▶ [Page excerpt]
☆ ☆ ☆ ☆ ☆ ☆ ☆

Mic has trained dogs for many years, to perform many different behaviours, and is also the Patron of Support Dogs. At Crufts, in return for a donation to the charity, Mic will be trying to solve dog training problems.

This is one of the great aspects of Crufts – it’s a great platform for putting across the right message about dog ownership. It inspires owners to train and treat their dog as well as possible.

You can read more about Mic below, and here’s some information about Support Dogs:

Support Dogs is a founder member of Assistance Dogs UK and also a full voting member of Assistance Dogs International, an organisation that represents assistance dog training programmes around the world.

Every year Support Dogs receives in excess of fifty applications for dogs from each of its programmes, which means that there is currently a two-year waiting list. Without secure and regular funding the wait may be even longer and demand for dogs continues to increase every year.

Get your questions answered by top Dog Borstal trainer at Crufts and raise money for Support Dogs

NEC Birmingham, 5th-8th March 2009, Hall 2 – Stand 58

Support Dogs is pleased to announce that its newest patron and star trainer from BBC3’s Dog Borstal, Mic Martin, will be on hand at Crufts to answer all your training queries.

Fans of the BBC3 dog training show are encouraged to put down their remotes and get to the NEC Birmingham on 5th-8th March 2009 for this rare opportunity of some one-to-one advice from the programme’s most popular dog trainer.

Mic Martin’s no nonsense approach to training comes from a long career as a police dog handler and has earned him the reputation as being one of Britain’s toughest TV trainers.

However, underneath the tough guy exterior is a compassionate man who really understands the difficulties faced by disabled people and the huge influence dogs can have on our lives as he ended up in a wheelchair himself for a year in 1996.

Mic’s career in the police force came to an abrupt end when he sustained a serious injury to his knee while in pursuit of thugs who had burgled a pensioner. After 26 hospital appointments, two major operations and a year unable to walk, Mic found himself out of the job he loved, housebound and feeling sorry for himself.

Mic’s life was transformed when his wife suggested they rehome a rescue Border Collie. Zak pulled Mic out of his depression and the pair were soon training for working trials. Mic still has to wear a leg brace but this has never stopped him entering competitions or held him back when the BBC asked him to appear on Dog Borstal. Mic is incredibly passionate about his work and has been hugely successful on film sets all over the world as well as training working dogs.

☆ ☆ ☆ ☆ ☆ ☆ ☆

▶ [Recorded data]

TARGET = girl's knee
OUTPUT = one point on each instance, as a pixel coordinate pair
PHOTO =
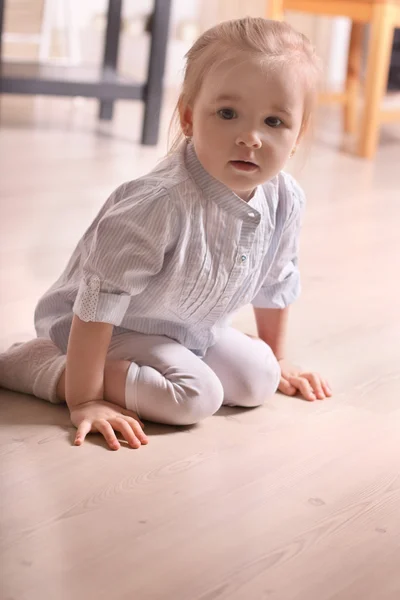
(259, 384)
(203, 397)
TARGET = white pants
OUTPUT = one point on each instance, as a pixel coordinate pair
(167, 383)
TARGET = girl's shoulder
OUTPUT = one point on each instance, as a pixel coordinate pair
(156, 187)
(292, 190)
(289, 195)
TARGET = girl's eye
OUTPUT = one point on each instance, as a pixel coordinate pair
(273, 122)
(227, 113)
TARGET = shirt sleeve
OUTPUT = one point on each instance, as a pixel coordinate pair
(282, 284)
(126, 248)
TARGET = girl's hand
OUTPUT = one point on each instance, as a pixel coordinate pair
(311, 385)
(105, 417)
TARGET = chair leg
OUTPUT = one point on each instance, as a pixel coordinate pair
(275, 10)
(353, 77)
(380, 46)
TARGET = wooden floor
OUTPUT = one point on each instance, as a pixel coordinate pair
(292, 501)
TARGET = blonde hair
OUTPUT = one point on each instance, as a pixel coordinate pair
(258, 37)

☆ ☆ ☆ ☆ ☆ ☆ ☆

▶ [Problem 1]
Condense the paragraph of the Support Dogs announcement that begins "Mic's career in the police force came to an abrupt end" into a bulleted list that keeps its main facts.
▶ [Problem 2]
Render this sentence from the Support Dogs announcement in Spanish: "Every year Support Dogs receives in excess of fifty applications for dogs from each of its programmes, which means that there is currently a two-year waiting list."
▶ [Problem 3]
Pick up the Support Dogs announcement after its final sentence and write the next part.

▶ [Written answer 1]
- Mic's police career ended abruptly after he seriously injured his knee.
- He was hurt while pursuing thugs who had burgled a pensioner.
- He went through 26 hospital appointments and two major operations, and could not walk for a year.
- He lost the job he loved and was left housebound and feeling sorry for himself.

▶ [Written answer 2]
Cada año, Support Dogs recibe más de cincuenta solicitudes de perros para cada uno de sus programas, lo que significa que actualmente hay una lista de espera de dos años.

▶ [Written answer 3]
“I’ve trained dogs to do amazing things like being able to detect explosives and drugs but I am truly in awe of the work Support Dogs does training assistance dogs to alert their owners to epileptic seizure, for example,” explained Mic. “Having been a bit of a action man myself I hated asking people to do things for me. I know how it feels to be unable to do the things I once took for granted and I am extremely lucky to have made a full recovery. With the assistance of a fully trained dog it is possible to give someone not as lucky as me a chance of independence.”

Support Dogs is a unique UK charity dedicated to improving the quality of life for people with physical disabilities, epilepsy and the families of autistic children. It currently trains three main types of assistance dog – Disability Assistance Dogs, Autism Assistance Dogs and Seizure Alert Dogs. The groundbreaking charity trained Britain’s first Seizure Alert Dog back in 1994 who, within three months, was giving his owner a 30-minute warning of every epileptic seizure.

Support dogs go through continuous training throughout their working careers, giving their owners increased confidence and self-esteem in addition to the extra independence that these special breeds of assistance dogs bring.

Each assistance dog costs in the region of £10,000 to train and care for throughout his working life so funds are always needed to help more people benefit from these highly specialist dogs.

Visit Mic Martin with your questions, queries and problems on the Support Dogs stand, Hall 2 – Stand 58, and make a small donation in return to the charity that has already trained more than 150 assistance dogs and transformed just as many lives.